TEXT –
────

Overall, assault charges cover physical harm inflicted on someone, or an act that causes someone to believe they’re in danger of immediate violence. The onus is on the police to either prove that you threatened or used physical force against someone, and they must also prove that any force or harm inflicted was either intentional or reckless, not accidental.
There are two primary forms of assault in New South Wales: aggravated and common.
Common assaults are usually handled in the local court and only occasionally reach the district court. This kind of assault will either result in no significant injury or injuries that aren’t defined as serious. It can also include a threat that violence may happen in the future.
Aggravated assault usually refers to serious assault faces of various kinds. Assaults of this type are categorised by the degree of harm the victim suffers. Usually, the more severe the harm inflicted, the more severe the penalty.
Assault occasioning actual bodily harm refers to any assault in which the victim has suffered a physical or mental injury. The outcome must interfere directly with the way in which the victim goes about their life, and the prosecuting team must prove this. This type of assault carries a maximum jail term of 7 years.
The use of the word “grievous” relates to an assault injury that is highly serious. That injury doesn’t necessarily have permanent lasting effects, although in some cases it will do. Grievous bodily harm also covers the loss of a pregnancy due to an assault, as well as any serious disease arising from one. GBH almost always results in a jail term.

────

INFORMATION SUPPLIED –

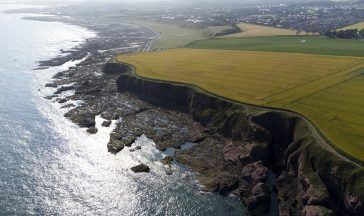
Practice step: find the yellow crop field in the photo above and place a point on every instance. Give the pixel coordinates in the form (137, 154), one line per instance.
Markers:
(328, 90)
(359, 26)
(251, 30)
(172, 35)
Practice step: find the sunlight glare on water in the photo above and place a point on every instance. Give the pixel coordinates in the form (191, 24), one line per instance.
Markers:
(49, 166)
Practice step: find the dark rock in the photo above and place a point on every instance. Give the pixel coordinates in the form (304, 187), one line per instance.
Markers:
(67, 106)
(312, 210)
(167, 160)
(92, 130)
(84, 120)
(51, 85)
(62, 100)
(50, 97)
(135, 149)
(140, 168)
(115, 146)
(106, 123)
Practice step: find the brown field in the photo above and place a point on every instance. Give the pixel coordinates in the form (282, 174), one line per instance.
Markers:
(251, 30)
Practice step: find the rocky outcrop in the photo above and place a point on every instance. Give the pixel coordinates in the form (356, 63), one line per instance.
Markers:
(140, 168)
(310, 180)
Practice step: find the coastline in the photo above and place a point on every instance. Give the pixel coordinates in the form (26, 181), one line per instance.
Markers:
(297, 158)
(98, 92)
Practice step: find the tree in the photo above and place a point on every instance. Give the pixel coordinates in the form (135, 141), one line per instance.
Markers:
(361, 33)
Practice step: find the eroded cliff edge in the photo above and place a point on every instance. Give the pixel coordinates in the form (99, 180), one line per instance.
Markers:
(267, 152)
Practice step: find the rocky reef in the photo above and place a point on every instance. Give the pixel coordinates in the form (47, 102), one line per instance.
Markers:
(272, 160)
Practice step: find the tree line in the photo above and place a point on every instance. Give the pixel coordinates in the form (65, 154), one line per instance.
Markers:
(345, 34)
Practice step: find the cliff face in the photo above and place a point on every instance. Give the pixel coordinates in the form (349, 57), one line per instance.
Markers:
(308, 179)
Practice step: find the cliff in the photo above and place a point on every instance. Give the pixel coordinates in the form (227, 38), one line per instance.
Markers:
(272, 154)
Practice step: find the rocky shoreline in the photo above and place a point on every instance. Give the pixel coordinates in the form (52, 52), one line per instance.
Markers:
(270, 160)
(258, 154)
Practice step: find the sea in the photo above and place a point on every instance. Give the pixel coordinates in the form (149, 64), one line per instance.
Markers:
(50, 166)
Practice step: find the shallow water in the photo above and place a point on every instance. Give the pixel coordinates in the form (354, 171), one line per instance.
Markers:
(50, 166)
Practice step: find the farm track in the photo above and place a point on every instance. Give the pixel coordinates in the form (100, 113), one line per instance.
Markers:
(312, 87)
(315, 132)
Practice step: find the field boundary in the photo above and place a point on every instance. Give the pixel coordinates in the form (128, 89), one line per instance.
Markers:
(323, 140)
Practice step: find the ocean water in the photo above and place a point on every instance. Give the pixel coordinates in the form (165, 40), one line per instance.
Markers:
(49, 166)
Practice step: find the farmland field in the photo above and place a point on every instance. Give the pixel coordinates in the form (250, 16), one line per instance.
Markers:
(172, 35)
(251, 30)
(328, 90)
(359, 26)
(293, 44)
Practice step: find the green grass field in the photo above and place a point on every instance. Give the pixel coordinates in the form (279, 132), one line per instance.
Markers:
(326, 89)
(172, 35)
(293, 44)
(358, 26)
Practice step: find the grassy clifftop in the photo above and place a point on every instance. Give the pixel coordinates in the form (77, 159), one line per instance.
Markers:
(326, 89)
(291, 44)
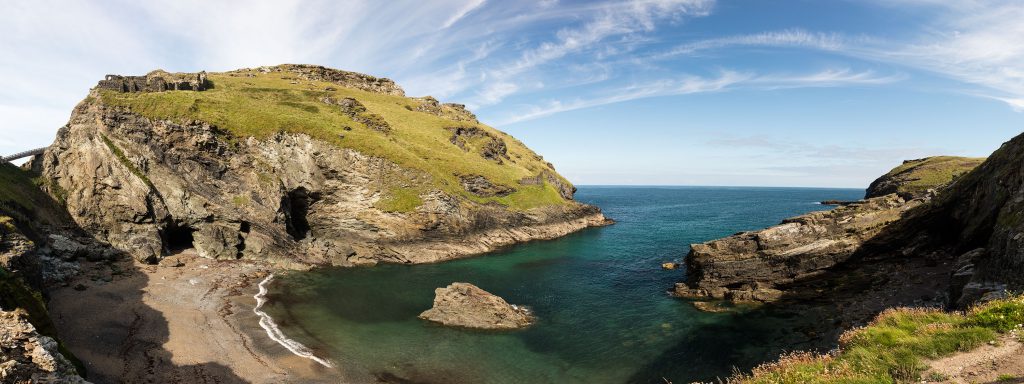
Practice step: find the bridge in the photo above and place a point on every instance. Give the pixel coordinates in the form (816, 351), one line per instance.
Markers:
(23, 155)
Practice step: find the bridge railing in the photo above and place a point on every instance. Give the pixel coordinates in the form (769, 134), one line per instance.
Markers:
(22, 155)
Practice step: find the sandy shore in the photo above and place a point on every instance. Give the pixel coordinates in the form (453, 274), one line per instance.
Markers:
(130, 323)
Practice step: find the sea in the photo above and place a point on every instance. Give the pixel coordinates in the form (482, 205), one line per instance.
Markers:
(600, 296)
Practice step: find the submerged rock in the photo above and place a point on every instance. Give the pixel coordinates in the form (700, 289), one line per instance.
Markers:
(463, 304)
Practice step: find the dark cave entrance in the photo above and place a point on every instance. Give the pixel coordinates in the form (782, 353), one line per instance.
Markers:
(297, 205)
(178, 238)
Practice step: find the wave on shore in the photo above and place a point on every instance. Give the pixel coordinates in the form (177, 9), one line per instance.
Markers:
(274, 333)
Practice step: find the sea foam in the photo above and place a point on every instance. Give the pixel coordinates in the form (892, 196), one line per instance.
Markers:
(274, 333)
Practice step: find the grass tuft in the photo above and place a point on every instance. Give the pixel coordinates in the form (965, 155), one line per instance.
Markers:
(261, 104)
(399, 200)
(894, 347)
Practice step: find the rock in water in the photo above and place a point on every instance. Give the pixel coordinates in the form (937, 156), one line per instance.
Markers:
(463, 304)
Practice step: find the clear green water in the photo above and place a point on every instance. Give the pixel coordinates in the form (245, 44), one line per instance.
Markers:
(600, 296)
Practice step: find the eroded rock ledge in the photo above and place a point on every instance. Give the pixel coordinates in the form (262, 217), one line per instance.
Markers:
(27, 356)
(750, 265)
(152, 186)
(463, 304)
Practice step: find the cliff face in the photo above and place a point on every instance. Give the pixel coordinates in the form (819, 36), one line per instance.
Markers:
(301, 163)
(749, 265)
(31, 258)
(902, 218)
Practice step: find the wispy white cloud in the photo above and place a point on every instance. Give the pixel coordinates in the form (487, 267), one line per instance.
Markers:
(726, 80)
(462, 12)
(612, 19)
(977, 42)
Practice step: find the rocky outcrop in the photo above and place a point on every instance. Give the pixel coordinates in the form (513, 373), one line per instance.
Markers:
(463, 304)
(27, 356)
(750, 265)
(449, 111)
(480, 185)
(156, 81)
(964, 218)
(979, 222)
(564, 188)
(354, 110)
(329, 75)
(151, 186)
(28, 351)
(915, 177)
(475, 139)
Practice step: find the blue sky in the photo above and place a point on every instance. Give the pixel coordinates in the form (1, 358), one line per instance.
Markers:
(698, 92)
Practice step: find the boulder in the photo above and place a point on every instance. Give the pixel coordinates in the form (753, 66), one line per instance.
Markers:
(747, 266)
(463, 304)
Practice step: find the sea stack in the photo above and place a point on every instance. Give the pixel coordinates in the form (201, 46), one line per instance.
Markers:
(463, 304)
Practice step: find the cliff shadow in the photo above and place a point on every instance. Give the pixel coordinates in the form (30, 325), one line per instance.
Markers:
(810, 316)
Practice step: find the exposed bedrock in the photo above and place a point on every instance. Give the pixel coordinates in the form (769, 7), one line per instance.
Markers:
(749, 265)
(463, 304)
(152, 186)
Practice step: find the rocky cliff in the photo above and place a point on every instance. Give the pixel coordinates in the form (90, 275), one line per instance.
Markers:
(891, 223)
(915, 177)
(33, 257)
(298, 163)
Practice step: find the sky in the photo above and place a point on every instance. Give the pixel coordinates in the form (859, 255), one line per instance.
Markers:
(649, 92)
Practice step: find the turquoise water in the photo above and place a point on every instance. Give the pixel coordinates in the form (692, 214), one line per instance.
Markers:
(600, 297)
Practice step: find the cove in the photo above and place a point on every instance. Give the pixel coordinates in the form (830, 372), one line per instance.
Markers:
(600, 297)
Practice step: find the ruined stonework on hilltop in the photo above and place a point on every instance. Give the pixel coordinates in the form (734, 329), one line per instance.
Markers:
(341, 78)
(758, 265)
(342, 194)
(156, 81)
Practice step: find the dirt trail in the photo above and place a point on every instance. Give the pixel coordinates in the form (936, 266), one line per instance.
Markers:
(1001, 361)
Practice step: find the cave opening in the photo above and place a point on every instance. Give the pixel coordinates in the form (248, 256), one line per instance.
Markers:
(298, 202)
(178, 238)
(244, 228)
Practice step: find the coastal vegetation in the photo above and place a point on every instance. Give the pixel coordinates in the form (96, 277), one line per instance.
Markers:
(413, 132)
(896, 345)
(914, 177)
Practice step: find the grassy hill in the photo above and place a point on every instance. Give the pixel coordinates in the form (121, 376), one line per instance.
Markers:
(915, 176)
(895, 346)
(260, 103)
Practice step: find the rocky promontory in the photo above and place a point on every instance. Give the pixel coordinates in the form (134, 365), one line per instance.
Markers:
(463, 304)
(756, 265)
(915, 177)
(298, 164)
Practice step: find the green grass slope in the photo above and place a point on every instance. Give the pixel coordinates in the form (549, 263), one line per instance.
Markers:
(893, 348)
(258, 103)
(916, 176)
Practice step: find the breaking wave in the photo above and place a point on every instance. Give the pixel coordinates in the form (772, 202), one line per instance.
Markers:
(274, 333)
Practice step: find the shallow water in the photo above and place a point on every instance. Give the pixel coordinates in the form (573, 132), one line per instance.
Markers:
(599, 295)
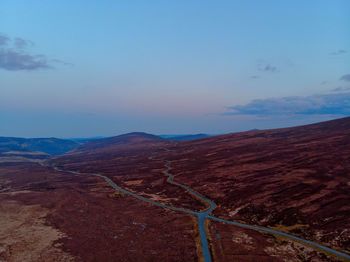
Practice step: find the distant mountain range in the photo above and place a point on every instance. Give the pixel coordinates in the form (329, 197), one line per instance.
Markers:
(184, 137)
(55, 146)
(51, 146)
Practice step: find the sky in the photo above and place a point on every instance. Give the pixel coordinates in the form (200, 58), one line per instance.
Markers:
(102, 68)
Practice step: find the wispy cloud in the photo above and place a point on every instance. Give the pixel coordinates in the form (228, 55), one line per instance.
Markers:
(3, 40)
(254, 77)
(345, 77)
(15, 56)
(264, 66)
(341, 89)
(338, 52)
(327, 104)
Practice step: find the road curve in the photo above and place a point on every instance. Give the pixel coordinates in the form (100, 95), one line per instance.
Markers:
(205, 214)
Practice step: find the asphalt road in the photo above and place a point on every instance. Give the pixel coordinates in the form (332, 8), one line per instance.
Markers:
(205, 214)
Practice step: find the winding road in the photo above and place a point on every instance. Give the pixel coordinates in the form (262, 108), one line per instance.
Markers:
(205, 214)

────

WHAT TO DO –
1. Copy the passage of the text on assault charges in New South Wales from "Overall, assault charges" up to and including "aggravated and common.".
2. In the text on assault charges in New South Wales, what maximum jail term does assault occasioning actual bodily harm carry?

RESULTS FOR THE EXERCISE –
1.
Overall, assault charges cover physical harm inflicted on someone, or an act that causes someone to believe they’re in danger of immediate violence. The onus is on the police to either prove that you threatened or used physical force against someone, and they must also prove that any force or harm inflicted was either intentional or reckless, not accidental.
There are two primary forms of assault in New South Wales: aggravated and common.

2. It carries a maximum jail term of 7 years.